### The task
Each line of the records needs to come back exactly as written.
──────── Data provided
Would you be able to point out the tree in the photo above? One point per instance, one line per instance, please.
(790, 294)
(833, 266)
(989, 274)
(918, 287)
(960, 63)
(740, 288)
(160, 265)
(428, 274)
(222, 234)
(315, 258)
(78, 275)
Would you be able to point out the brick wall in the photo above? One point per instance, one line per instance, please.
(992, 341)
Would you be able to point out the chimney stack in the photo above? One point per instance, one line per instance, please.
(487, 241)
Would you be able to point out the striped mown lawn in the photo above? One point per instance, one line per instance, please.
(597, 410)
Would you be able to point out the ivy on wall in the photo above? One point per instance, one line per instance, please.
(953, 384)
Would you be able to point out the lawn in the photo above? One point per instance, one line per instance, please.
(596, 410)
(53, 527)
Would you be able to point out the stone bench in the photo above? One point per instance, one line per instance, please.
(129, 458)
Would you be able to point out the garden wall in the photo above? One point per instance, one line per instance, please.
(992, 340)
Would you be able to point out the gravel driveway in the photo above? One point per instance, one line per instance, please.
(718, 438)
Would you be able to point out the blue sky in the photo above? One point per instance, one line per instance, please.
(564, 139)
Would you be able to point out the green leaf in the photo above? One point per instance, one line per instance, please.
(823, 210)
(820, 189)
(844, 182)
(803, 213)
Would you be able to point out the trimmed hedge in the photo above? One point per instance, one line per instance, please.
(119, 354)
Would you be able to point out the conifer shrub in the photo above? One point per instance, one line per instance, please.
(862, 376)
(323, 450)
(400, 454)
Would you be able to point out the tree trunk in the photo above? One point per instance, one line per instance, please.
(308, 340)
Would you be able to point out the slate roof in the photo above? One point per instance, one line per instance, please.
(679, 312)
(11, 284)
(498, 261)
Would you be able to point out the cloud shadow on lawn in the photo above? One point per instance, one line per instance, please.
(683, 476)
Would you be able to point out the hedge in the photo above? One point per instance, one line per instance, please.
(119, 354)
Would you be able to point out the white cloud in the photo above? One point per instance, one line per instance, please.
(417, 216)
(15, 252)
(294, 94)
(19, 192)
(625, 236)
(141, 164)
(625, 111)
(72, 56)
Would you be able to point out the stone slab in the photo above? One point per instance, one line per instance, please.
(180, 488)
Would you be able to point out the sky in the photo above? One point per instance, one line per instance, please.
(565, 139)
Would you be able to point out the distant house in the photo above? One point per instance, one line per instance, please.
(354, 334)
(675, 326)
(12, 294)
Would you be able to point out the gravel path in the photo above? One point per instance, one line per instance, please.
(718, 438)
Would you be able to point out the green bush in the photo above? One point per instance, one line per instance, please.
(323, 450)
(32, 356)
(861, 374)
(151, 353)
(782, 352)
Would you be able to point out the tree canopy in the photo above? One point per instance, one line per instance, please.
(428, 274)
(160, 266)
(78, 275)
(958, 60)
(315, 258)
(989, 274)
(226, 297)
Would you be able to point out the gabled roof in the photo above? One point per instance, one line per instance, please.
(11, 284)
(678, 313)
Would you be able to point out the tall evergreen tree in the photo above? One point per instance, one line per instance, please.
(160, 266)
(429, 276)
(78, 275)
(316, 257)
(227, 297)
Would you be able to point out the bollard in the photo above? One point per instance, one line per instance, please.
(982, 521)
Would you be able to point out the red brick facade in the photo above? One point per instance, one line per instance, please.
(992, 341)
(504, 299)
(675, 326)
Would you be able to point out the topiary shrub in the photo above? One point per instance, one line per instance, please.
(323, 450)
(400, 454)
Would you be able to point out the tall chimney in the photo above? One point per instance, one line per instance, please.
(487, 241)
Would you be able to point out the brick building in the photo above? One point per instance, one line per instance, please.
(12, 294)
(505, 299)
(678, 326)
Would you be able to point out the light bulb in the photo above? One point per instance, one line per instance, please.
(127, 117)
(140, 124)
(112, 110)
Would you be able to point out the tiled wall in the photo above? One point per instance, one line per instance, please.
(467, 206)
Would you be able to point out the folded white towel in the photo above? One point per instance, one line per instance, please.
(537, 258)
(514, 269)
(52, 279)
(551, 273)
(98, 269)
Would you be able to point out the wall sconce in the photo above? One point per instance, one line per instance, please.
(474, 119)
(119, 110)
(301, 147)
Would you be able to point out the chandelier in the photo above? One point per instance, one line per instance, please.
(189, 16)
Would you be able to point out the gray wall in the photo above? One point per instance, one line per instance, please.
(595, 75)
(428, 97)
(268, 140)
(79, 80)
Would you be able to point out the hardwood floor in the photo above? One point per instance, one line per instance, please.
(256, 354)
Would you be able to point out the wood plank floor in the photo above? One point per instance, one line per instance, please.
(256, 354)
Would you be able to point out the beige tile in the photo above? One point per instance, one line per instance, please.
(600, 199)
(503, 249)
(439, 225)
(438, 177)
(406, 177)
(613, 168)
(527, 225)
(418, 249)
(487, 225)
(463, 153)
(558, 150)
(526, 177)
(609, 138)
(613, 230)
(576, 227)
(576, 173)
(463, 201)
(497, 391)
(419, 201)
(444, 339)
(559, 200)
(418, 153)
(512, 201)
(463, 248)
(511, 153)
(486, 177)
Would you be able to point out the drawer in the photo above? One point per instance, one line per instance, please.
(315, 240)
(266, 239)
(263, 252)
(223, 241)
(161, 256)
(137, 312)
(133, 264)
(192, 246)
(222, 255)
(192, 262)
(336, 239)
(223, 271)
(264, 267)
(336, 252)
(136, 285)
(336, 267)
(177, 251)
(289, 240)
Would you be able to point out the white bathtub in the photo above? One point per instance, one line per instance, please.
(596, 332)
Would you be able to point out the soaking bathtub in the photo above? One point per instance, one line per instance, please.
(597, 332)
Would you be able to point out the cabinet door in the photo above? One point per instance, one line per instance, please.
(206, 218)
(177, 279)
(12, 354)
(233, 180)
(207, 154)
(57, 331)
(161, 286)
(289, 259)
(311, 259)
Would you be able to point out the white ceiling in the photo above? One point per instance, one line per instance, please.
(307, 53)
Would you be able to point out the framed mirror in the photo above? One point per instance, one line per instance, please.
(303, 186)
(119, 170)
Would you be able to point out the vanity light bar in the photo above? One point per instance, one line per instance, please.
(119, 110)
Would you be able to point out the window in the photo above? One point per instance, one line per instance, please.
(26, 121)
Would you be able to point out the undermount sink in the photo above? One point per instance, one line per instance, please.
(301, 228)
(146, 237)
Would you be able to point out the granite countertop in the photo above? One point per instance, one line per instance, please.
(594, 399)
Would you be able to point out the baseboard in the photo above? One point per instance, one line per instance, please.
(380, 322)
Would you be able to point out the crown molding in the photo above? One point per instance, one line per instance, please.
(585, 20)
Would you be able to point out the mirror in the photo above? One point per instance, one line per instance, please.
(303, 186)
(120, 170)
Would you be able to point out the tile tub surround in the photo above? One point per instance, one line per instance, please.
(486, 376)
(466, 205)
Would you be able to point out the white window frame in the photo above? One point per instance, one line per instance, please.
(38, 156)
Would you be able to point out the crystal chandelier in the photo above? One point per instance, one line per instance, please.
────────────────
### Task result
Would you be able to point out the tree in the photo above? One point per instance, one line per instance, please.
(790, 294)
(833, 266)
(989, 274)
(918, 287)
(960, 63)
(740, 288)
(160, 265)
(428, 274)
(222, 234)
(315, 258)
(78, 275)
Would you be able to point out the brick wall in the photo above? One point per instance, one line per instance, please.
(992, 341)
Would you be able to point out the chimney stack in the photo above? One point per instance, one line per instance, please.
(487, 241)
Would you be able to point out the striped mown lawn in the photo above? One point per instance, one line per instance, please.
(597, 410)
Would you be able to point out the ivy on wall in the photo above? One point per instance, one line per instance, please.
(953, 384)
Would you be able to point out the lawn in the photo above? One point per instance, one line per instance, please.
(596, 410)
(53, 527)
Would you be able to point out the stone bench in the photo above? One point per instance, one line per instance, please.
(129, 458)
Would you be able to point out the garden wall in the photo above? One point per instance, one line per instance, please.
(992, 340)
Would you be able to point out the gravel driveway in the photo above? One point per instance, one line per instance, please.
(718, 438)
Would you be able to point out the blue sky in the photo above? One point per instance, one line per instance, please.
(564, 139)
Would you be able to point out the green leaf in the photo above? One point per instance, one line per instance, please.
(823, 210)
(820, 189)
(844, 182)
(803, 213)
Would you be able to point out the trimmed hedge in the photo above? One point per instance, one line per instance, please.
(119, 354)
Would you be able to point out the conifer shrub in the photo above? One point per instance, one line per instance, please.
(862, 376)
(323, 450)
(400, 454)
Would you be able to point out the tree trunk in the photo above? One point per instance, one line per instance, please.
(308, 340)
Would you be able to point out the slate roof in the photo above? One point per instance, one line per instance, please.
(679, 312)
(11, 284)
(498, 261)
Would you be able to point out the cloud shadow on lawn in the photo above? One point per instance, one line per instance, please.
(683, 476)
Would you be able to point out the hedge in the photo above? One point per instance, one line per instance, please.
(119, 354)
Would you be able to point out the white cloud in the photo above? One point per instance, one line per instance, please.
(417, 216)
(15, 252)
(294, 94)
(19, 192)
(625, 236)
(141, 164)
(625, 111)
(72, 56)
Would you be able to point out the stone slab in the photo above? One point per instance, one line per instance, please.
(180, 488)
Would you be able to point out the sky in the photo above? One point per instance, one line per instance, please.
(565, 139)
Would you be able to point out the distant house in the photo above? One point per instance, one line per instance, please.
(354, 334)
(675, 326)
(12, 294)
Would you be able to point out the gravel path in the photo above? One point per instance, one line per instance, please.
(718, 438)
Would you be able to point out the green bush in the photo above? One point per instance, one line per instance, please.
(323, 450)
(32, 356)
(861, 374)
(151, 353)
(782, 352)
Would you be able to point out the tree canopy in the photo above? One point per instance, one line per instance, please.
(428, 274)
(160, 266)
(78, 275)
(958, 60)
(315, 258)
(989, 274)
(226, 297)
Would you be able to point out the gabled roof in the photo above? One point per instance, one line per instance, please.
(11, 284)
(678, 313)
Would you be able to point out the tall evergreen tree in the photo above? One point per instance, one line per instance, please.
(160, 266)
(429, 276)
(78, 275)
(316, 257)
(227, 297)
Would you be able to point out the bollard in the photo above? One point per instance, one line per instance, please.
(982, 521)
Would you be able to point out the red brick facade in the photo above? One point per instance, one line per instance, please.
(992, 341)
(504, 299)
(675, 326)
Would you be able to point out the topiary shrub in the photo above? One point per instance, one line per instance, please.
(323, 450)
(400, 454)
Would you be able to point out the tall chimney in the photo above? One point per instance, one line per instance, please.
(487, 241)
Would you be able to point out the brick building in the photo above? One point per instance, one line per instance, please.
(12, 294)
(505, 299)
(678, 326)
Would you be able to point out the light bulb in the photo above? One point per instance, one line per instance, please.
(127, 117)
(140, 124)
(112, 110)
Would you be able to point out the tiled wall in the photo above? One point per instance, one line per instance, please.
(467, 206)
Would you be able to point out the folded white towel in the photo above? One point per instance, one line per instance, please.
(537, 258)
(514, 269)
(52, 279)
(551, 273)
(98, 269)
Would you be able to point out the wall sconce in the photo above? One point per instance, one line per instance, please.
(474, 119)
(119, 110)
(301, 147)
Would you be able to point out the chandelier in the photo above? One point per instance, one line per instance, please.
(189, 16)
Would you be able to point out the gray wall in the photo above? One point per instance, one line per instance, please.
(595, 75)
(428, 97)
(268, 140)
(79, 80)
Would you be able to point out the hardwood floor in the photo above? One point per instance, one line per instance, please.
(256, 354)
Would you be able to point out the wood plank floor in the photo above? One point per instance, one line per instance, please.
(256, 354)
Would you be able to point out the beige tile in the photo above? One point per instance, one line per instance, please.
(600, 199)
(503, 249)
(439, 225)
(438, 177)
(406, 177)
(613, 168)
(527, 225)
(418, 249)
(487, 225)
(463, 153)
(558, 150)
(526, 177)
(609, 138)
(613, 230)
(576, 227)
(576, 173)
(463, 201)
(497, 391)
(419, 201)
(444, 339)
(559, 200)
(418, 153)
(512, 201)
(463, 248)
(511, 153)
(486, 177)
Would you be able to point out the drawer in the photo above? One point per instance, one line per instance, please.
(315, 240)
(266, 239)
(263, 252)
(223, 241)
(161, 256)
(137, 312)
(133, 264)
(192, 246)
(222, 255)
(192, 262)
(336, 239)
(223, 271)
(264, 267)
(336, 252)
(136, 285)
(336, 267)
(177, 251)
(289, 240)
Would you be able to point out the white bathtub in the photo above? One point per instance, one line per instance, please.
(596, 332)
Would you be able to point out the soaking bathtub in the photo above? One point per instance, one line per instance, please.
(597, 332)
Would you be able to point out the cabinet door in the photo above? One point per instance, one line per instance, please.
(206, 218)
(177, 279)
(12, 354)
(233, 180)
(207, 154)
(57, 331)
(161, 286)
(289, 259)
(311, 259)
Would you be able to point out the white ceiling in the photo above? One point per instance, one line per instance, please.
(307, 53)
Would you be able to point out the framed mirror in the photo above? One point per instance, one line per instance, please.
(303, 186)
(119, 170)
Would you be able to point out the vanity light bar in the photo above? One point per instance, one line per instance, please.
(119, 110)
Would you be able to point out the window in the photo above? One point per instance, one line per instance, please.
(26, 121)
Would you be able to point out the undermount sink in the photo above? One point per instance, one line per instance, please.
(301, 228)
(146, 237)
Would you be able to point out the granite countertop in the photo above? One point per instance, one line per instance, please.
(594, 399)
Would you be able to point out the baseboard in the photo above? One point per instance, one line per instance, please.
(380, 322)
Would you be able to point out the crown molding in the photo above? One point per instance, one line per instance, please.
(585, 20)
Would you be able to point out the mirror in the photo above? One point per instance, one line per instance, please.
(303, 186)
(120, 170)
Would you be able to point out the tile tub surround in the photo above? One point per instance, one line per instance, please.
(486, 376)
(466, 205)
Would you be able to point out the white window frame in the photo above? One point per instance, one line per instance, please.
(38, 156)
Would you be able to point out the crystal chandelier in the photo above? One point per instance, one line per instance, please.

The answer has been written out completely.